Given records —

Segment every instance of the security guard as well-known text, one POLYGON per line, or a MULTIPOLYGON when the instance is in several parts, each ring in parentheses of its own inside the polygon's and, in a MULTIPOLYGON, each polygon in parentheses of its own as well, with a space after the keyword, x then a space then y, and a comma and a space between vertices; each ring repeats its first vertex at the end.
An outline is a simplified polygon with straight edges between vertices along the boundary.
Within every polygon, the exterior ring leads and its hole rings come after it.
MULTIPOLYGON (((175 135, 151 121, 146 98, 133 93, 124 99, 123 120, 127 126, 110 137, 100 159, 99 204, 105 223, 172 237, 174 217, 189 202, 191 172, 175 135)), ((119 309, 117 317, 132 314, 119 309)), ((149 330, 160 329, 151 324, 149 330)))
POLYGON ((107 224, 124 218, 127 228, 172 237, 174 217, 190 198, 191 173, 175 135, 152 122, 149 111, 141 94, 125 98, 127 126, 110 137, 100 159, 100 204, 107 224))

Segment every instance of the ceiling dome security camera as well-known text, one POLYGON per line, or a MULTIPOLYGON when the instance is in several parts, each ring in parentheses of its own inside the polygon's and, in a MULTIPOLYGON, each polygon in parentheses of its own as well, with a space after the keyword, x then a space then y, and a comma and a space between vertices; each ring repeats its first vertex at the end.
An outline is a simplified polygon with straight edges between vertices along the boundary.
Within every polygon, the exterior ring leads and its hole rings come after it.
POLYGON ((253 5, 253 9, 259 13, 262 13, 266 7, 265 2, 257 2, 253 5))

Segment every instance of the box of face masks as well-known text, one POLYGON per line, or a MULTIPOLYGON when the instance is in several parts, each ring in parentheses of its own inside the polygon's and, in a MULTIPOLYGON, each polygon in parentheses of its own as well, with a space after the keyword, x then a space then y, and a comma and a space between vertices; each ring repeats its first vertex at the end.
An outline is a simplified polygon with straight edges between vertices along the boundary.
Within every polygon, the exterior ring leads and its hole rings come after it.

Your goal — Copy every one of the entries above word for word, keeping each line as it is.

Answer to the task —
Segment every instance of the security guard as well-known text, one POLYGON per line, or a MULTIPOLYGON when the instance is in several parts, each ring in parentheses of its own inside the polygon's and, in a MULTIPOLYGON, each polygon in parentheses of its own as well, with a space after the keyword, x then a space then y, and a comma and a space between vertices; each ring repeats its first vertex at the end.
An outline is a simplified polygon with straight edges between vertices along the boundary.
Within every polygon, the exterior ring leads and its hole rings come after it.
MULTIPOLYGON (((175 135, 151 121, 146 98, 133 93, 124 99, 123 120, 127 126, 110 137, 100 159, 99 204, 105 223, 172 237, 174 217, 189 202, 191 172, 175 135)), ((119 309, 117 317, 132 314, 119 309)), ((149 330, 160 329, 151 324, 149 330)))
POLYGON ((107 224, 124 218, 127 228, 172 237, 174 217, 190 198, 191 173, 175 135, 152 122, 149 111, 141 94, 125 98, 127 126, 110 137, 100 159, 100 204, 107 224))

Segment every instance of the ceiling dome security camera as well-known text, one POLYGON per line, or a MULTIPOLYGON when the instance is in several parts, each ring in parentheses of its own inside the polygon's and, in a MULTIPOLYGON, each polygon in parentheses of its own as well, with a space after the keyword, x then a space then y, and a comma and a space between vertices; each ring repeats its first vertex at the end.
An outline is a simplified polygon with straight edges between vertices along the boundary.
Within every polygon, the exterior ring leads and its hole rings come after it.
POLYGON ((253 5, 253 9, 259 13, 262 13, 266 7, 265 2, 257 2, 253 5))

Segment every instance of the box of face masks as well-known text, one POLYGON per line, or a MULTIPOLYGON when the instance is in several parts, each ring in parentheses of its own inside the polygon's and, in a MULTIPOLYGON, each polygon in parentheses of its own as well, with a space after the keyword, x then a space then y, and a comma and a space between vertices; each ring repeats its first vertex at the end.
An outline is a simplified polygon with straight edges between vertices along the boundary.
Within every polygon, the exterior ring leads and its hole rings come after it.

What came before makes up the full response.